What is expected: Rewrite the records below, substituting "Reference point" for each occurrence of "Sample point" and leaving everything else unchanged.

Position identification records

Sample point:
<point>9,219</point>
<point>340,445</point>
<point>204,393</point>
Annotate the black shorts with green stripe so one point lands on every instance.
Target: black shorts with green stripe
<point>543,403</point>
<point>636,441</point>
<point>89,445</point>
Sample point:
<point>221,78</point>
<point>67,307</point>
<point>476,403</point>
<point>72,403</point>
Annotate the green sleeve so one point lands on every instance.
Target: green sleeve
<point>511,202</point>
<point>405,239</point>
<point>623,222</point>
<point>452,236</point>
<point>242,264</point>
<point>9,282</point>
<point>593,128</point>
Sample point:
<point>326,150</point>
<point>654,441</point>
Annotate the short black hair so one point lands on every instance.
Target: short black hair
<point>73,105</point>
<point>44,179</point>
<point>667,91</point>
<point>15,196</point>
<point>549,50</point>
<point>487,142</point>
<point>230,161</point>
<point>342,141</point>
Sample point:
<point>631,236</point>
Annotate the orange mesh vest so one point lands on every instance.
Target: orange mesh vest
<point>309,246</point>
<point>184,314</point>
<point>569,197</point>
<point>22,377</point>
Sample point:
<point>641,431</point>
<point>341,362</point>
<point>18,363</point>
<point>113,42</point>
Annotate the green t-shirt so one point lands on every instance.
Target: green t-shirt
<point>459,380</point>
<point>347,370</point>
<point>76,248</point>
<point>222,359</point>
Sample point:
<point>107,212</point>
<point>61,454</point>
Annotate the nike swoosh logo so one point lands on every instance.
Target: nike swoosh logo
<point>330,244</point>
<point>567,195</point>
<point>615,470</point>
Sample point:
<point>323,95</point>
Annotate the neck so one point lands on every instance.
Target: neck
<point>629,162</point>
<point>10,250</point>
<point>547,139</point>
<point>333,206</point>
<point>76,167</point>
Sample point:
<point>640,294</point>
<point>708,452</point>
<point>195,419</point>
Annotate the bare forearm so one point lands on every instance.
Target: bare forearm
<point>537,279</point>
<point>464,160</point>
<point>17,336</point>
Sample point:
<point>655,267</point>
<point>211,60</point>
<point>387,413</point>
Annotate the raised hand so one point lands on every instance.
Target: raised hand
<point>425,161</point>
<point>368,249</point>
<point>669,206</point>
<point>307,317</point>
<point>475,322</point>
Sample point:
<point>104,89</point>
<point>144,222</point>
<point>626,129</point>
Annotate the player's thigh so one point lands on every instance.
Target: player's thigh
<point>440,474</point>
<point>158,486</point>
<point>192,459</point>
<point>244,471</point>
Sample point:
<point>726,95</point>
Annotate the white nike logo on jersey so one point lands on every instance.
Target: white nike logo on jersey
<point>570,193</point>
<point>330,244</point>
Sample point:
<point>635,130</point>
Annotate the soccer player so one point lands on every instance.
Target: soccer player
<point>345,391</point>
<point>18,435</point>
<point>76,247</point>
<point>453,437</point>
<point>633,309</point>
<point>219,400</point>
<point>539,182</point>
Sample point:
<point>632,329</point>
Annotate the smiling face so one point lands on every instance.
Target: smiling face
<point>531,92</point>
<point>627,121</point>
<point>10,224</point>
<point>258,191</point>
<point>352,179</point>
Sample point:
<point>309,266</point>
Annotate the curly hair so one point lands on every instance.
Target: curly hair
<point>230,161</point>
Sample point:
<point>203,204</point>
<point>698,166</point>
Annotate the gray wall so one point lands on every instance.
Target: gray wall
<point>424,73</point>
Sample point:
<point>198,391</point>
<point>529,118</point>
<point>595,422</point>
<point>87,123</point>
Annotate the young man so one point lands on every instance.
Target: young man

Reply:
Reference point:
<point>9,219</point>
<point>340,445</point>
<point>204,393</point>
Annotate the black shorts with green stripe so one point lands on every instance.
Target: black shorts with green stripe
<point>543,403</point>
<point>636,441</point>
<point>89,445</point>
Reference point:
<point>221,78</point>
<point>67,307</point>
<point>476,403</point>
<point>72,403</point>
Annotate the green sleeve so one point lands on every instance.
Target: green sleeve
<point>511,202</point>
<point>405,239</point>
<point>623,222</point>
<point>452,236</point>
<point>242,264</point>
<point>9,282</point>
<point>593,128</point>
Reference point:
<point>326,150</point>
<point>654,441</point>
Annotate the short black hair so one point lands on every instance.
Target: short black hair
<point>73,105</point>
<point>44,179</point>
<point>667,91</point>
<point>15,196</point>
<point>549,50</point>
<point>487,142</point>
<point>230,161</point>
<point>342,141</point>
Reference point:
<point>631,236</point>
Annotate the orange mesh vest so one point lands on every instance.
Target: orange mesh vest
<point>309,246</point>
<point>184,314</point>
<point>569,197</point>
<point>22,377</point>
Reference point:
<point>641,431</point>
<point>341,362</point>
<point>18,363</point>
<point>113,42</point>
Annotate the green t-shirt so one point lands on every instance.
Target: green t-shirt
<point>459,380</point>
<point>347,370</point>
<point>76,248</point>
<point>222,359</point>
Reference point:
<point>107,212</point>
<point>61,454</point>
Annotate the nike swoosh logo so one point lands on every instance.
Target: nike swoosh logo
<point>330,244</point>
<point>567,195</point>
<point>615,470</point>
Reference point:
<point>323,95</point>
Annotate the neck so one point lands on every instance.
Target: neck
<point>629,162</point>
<point>10,250</point>
<point>547,139</point>
<point>333,206</point>
<point>76,167</point>
Reference point:
<point>640,294</point>
<point>708,452</point>
<point>195,419</point>
Annotate the bare forearm so one point lands on every instance.
Target: bare forearm
<point>537,279</point>
<point>464,160</point>
<point>17,336</point>
Reference point:
<point>655,267</point>
<point>211,60</point>
<point>387,413</point>
Annotate the raised hand so one point lands on every instance.
Target: raised hand
<point>425,161</point>
<point>368,249</point>
<point>669,206</point>
<point>307,317</point>
<point>475,322</point>
Reference point:
<point>104,89</point>
<point>144,222</point>
<point>626,129</point>
Annotate the player's thigh so one point lands on every instance.
Target: player's thigh
<point>440,474</point>
<point>158,486</point>
<point>192,459</point>
<point>244,471</point>
Reference point:
<point>726,95</point>
Annotate the white nike logo on jersey so one point lands on every instance.
Target: white nike logo on jersey
<point>570,193</point>
<point>330,244</point>
Reference point:
<point>635,130</point>
Annotate the soccer player so one point lands on every instance.
Target: soccer player
<point>345,391</point>
<point>18,435</point>
<point>76,247</point>
<point>453,437</point>
<point>633,309</point>
<point>219,400</point>
<point>539,182</point>
Reference point:
<point>632,329</point>
Annotate the smiling face so one point lands on every instance.
Target: smiling face
<point>531,92</point>
<point>627,121</point>
<point>10,224</point>
<point>258,191</point>
<point>352,179</point>
Reference point:
<point>309,266</point>
Annotate the curly hair so one point lands on every instance.
Target: curly hair
<point>230,161</point>
Reference point:
<point>203,204</point>
<point>698,166</point>
Annotate the gray wall so one point lands on every instance.
Target: gray wall
<point>424,73</point>
Reference point:
<point>198,391</point>
<point>529,118</point>
<point>595,422</point>
<point>87,123</point>
Annotate the young man so one point lands on every instance.
Target: young man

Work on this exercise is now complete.